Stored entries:

- - - -

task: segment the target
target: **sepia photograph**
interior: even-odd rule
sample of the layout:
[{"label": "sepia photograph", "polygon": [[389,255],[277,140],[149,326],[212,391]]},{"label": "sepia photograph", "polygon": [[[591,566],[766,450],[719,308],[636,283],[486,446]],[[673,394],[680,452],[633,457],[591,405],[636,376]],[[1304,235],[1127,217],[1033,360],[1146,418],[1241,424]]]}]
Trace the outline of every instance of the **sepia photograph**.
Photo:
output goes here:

- - - -

Output every line of the records above again, unchanged and in the same order.

Expected answer:
task: segment the target
target: **sepia photograph**
interior: even-odd rule
sample of the layout:
[{"label": "sepia photograph", "polygon": [[389,255],[277,140],[149,326],[212,391]]},{"label": "sepia photograph", "polygon": [[[591,566],[766,450],[719,308],[636,283],[486,446]],[[673,394],[680,452],[633,457],[591,405],[636,376]],[[1304,235],[1127,217],[1033,360],[1146,418],[1241,424]]]}]
Trace the outline of every instance of the **sepia photograph**.
Photo:
output goes here:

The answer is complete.